Instrucciones a seguir
¿Podrías transcribir palabra por palabra, sin omitir nada, el texto sobre el caminante que desciende hacia Hinojares?

El caminante, que tiene bastante imaginación, quiere imaginarse que el hombre se dirige a cualquier hato de olivas que bordean el cauce del Turrillas, quizá a regarlas o a cavar las pozas o quitar la hierba de las mismas. El caminante lo cree así porque ha visto esta estampa muchas veces e, incluso, la ha vivido en primera persona en sus años de adolescencia. No puede evitar volver la cabeza y mirar la grupa de la mula moviéndose al compás de las orejas. El caminante cree que es una estampa en desuso, propia de otros tiempos, aunque bonita.
El camino está en buen estado y se anda con facilidad, ayudado por la inercia de la cuesta abajo. Al poco el caminante se tropieza con la carretera C-323 que, hacia la derecha y a través de un número incontable de cuestas y curvas y del puerto de Tíscar, nos llevaría a Quesada y hacia la izquierda a Pozo Alcón. El caminante la sigue hacia la izquierda para después, a poco más de un kilómetro, coger, hacia la derecha, el desvío hacia Hinojares, siempre cuesta abajo.

Bloque de datos
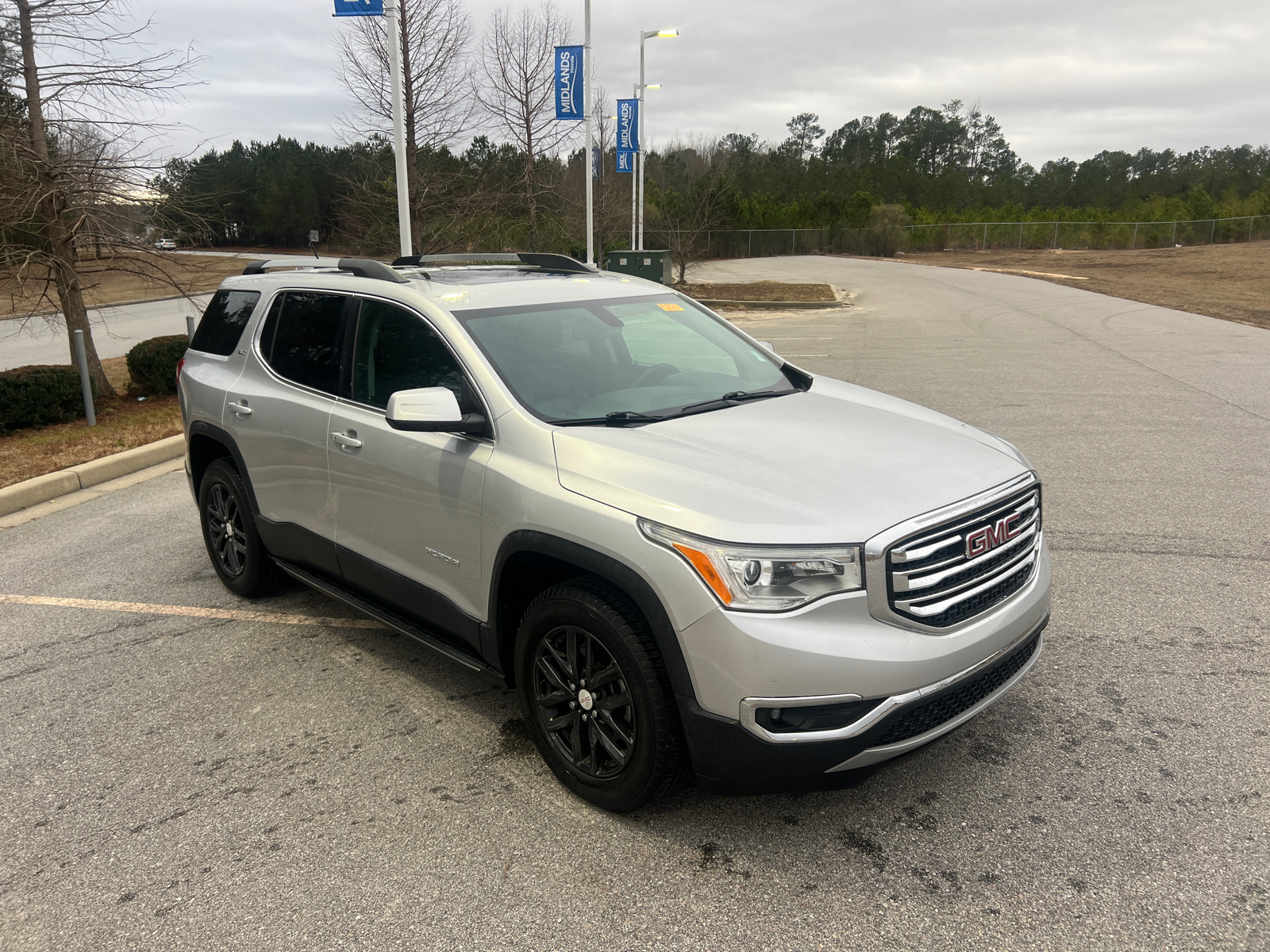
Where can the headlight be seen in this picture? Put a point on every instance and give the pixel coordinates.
(764, 578)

Respuesta
El caminante, que tiene bastante imaginación, quiere imaginarse que el hombre se dirige a cualquier hato de olivas que bordean el cauce del Turrillas, quizá a regarlas o a cavar las pozas o quitar la hierba de las mismas. El caminante lo cree así porque ha visto esta estampa muchas veces e, incluso, la ha vivido en primera persona en sus años de adolescencia. No puede evitar volver la cabeza y mirar la grupa de la mula moviéndose al compás de las orejas. El caminante cree que es una estampa en desuso, propia de otros tiempos, aunque bonita.
El camino está en buen estado y se anda con facilidad, ayudado por la inercia de la cuesta abajo. Al poco el caminante se tropieza con la carretera C-323 que, hacia la derecha y a través de un número incontable de cuestas y curvas y del puerto de Tíscar, nos llevaría a Quesada y hacia la izquierda a Pozo Alcón. El caminante la sigue hacia la izquierda para después, a poco más de un kilómetro, coger, hacia la derecha, el desvío hacia Hinojares, siempre cuesta abajo.